__Text extract__.
[start]

How to be smart about algorithmic bias

A primer. Also, prediction markets provide insight into impeachment hearings

Nov 18, 2019

AltDeep is a newsletter focused on microtrend-spotting in data and decision science, machine learning, and AI.

Know an engineer, research scientist, AI product manager, or entrepreneur in the AI space? Forward this to them. They’ll owe you one.

Share Altdeep Newsletter

They say politics is like sports for nerds. Nothing drives that home more than how the political bets people make in prediction markets. They provide unique insight into recent political events such as the ongoing impeachment hearing. See the section Data Sciencing for Fun and Profit below.

Ear to the ground - How to be smart about algorithmic bias: A primer

This week there was a social media storm about gender-bias credit offers from AppleCard. Based on initial reviews, the new credit card granted higher limits to men than to women.

DHH @dhh

The @AppleCard is such a fucking sexist program. My wife and I filed joint tax returns, live in a community-property state, and have been married for a long time. Yet Apple’s black box algorithm thinks I deserve 20x the credit limit she does. No appeals work.

Also last week, Chinese surveillance tech company Hikivision was caught explicitly marketing the ability to classify faces based on ethnicity and race.

支持分析人员目标的性别属性（男、女），支持分析人员目标的种族属性（如维族、汉族）以及人种肤色属性（如白人、黄种人、黑人）；支持分析人员是否戴眼镜、是否戴口罩、是否戴帽子、是否蓄胡子，识别准确率均不低于90%
Translation: Supports analysis on target personnel's sex (male, female), ethnicity (such as Uyghurs, Han) and race-based skin color types (such as white people, Asians, or black people), whether the target person wears glasses, masks, caps, or whether he has beard, with an accuracy rate of no less than 90%. [emphasis added]

Get ready for a perpetual debate about algorithmic bias.

[end]

Portion of a data file
[start]

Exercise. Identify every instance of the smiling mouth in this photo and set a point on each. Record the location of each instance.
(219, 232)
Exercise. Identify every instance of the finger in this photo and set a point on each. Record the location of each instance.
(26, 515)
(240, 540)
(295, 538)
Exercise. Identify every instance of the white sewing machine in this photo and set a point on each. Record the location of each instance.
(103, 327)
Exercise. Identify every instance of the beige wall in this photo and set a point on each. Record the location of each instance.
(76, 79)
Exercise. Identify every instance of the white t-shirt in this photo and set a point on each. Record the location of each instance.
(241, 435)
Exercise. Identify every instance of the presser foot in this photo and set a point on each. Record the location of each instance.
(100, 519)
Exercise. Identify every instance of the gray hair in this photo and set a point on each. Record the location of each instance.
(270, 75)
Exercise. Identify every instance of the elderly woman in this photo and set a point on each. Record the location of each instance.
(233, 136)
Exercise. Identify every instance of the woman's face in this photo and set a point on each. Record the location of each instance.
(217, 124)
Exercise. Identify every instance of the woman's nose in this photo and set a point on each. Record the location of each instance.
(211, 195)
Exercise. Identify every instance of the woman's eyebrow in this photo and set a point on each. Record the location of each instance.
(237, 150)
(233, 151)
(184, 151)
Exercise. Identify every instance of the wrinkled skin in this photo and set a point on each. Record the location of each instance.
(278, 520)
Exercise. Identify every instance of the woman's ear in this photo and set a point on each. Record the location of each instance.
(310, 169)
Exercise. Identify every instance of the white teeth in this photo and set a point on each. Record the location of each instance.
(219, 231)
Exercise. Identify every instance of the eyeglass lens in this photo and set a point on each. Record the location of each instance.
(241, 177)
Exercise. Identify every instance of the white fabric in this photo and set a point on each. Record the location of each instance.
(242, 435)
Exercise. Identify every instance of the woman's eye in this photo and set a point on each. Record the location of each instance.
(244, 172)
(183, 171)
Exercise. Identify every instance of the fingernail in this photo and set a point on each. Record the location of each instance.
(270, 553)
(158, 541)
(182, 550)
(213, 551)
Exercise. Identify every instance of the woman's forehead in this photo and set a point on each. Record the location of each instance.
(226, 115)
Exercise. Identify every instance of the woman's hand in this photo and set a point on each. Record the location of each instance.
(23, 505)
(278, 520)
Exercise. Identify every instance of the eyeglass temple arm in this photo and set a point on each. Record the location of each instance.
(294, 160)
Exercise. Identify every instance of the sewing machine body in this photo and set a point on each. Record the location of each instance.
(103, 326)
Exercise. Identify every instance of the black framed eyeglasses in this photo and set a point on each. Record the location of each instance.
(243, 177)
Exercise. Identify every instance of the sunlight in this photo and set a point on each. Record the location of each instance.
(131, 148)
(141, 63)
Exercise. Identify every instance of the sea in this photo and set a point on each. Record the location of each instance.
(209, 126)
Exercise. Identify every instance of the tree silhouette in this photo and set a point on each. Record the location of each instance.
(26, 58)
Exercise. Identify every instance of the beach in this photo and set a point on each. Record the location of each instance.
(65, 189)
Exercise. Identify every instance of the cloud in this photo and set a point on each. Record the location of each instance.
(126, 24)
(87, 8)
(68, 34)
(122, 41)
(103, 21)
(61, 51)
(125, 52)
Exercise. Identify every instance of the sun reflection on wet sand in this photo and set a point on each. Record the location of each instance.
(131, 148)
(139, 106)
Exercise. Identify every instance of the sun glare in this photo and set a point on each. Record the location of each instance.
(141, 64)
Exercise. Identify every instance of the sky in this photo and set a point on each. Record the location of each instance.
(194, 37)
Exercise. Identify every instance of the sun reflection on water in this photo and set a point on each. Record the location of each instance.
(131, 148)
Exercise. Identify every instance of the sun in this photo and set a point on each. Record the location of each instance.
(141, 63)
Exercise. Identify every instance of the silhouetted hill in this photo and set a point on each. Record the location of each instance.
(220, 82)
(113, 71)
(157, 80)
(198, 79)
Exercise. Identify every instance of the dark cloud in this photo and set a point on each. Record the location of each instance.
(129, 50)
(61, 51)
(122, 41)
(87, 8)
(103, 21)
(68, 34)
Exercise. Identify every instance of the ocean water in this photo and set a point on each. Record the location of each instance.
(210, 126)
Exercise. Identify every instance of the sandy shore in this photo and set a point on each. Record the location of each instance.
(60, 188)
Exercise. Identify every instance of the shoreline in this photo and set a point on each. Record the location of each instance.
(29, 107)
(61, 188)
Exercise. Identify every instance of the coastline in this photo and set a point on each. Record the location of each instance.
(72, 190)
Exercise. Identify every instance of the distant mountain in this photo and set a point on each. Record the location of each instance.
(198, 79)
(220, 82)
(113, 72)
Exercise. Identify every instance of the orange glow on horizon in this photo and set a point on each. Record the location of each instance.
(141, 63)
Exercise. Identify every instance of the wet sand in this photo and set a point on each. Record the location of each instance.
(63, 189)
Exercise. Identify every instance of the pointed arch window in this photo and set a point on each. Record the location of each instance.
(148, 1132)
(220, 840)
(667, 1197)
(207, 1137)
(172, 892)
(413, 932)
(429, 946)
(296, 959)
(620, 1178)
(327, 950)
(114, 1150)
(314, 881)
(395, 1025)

[end]

__Required work__. Reproduce the newsletter on algorithmic bias word for word, from "Share Altdeep Newsletter" up to and including "and Profit below.". Work only from the newsletter on algorithmic bias, not from the items.

__Complete response__.
Share Altdeep Newsletter

They say politics is like sports for nerds. Nothing drives that home more than how the political bets people make in prediction markets. They provide unique insight into recent political events such as the ongoing impeachment hearing. See the section Data Sciencing for Fun and Profit below.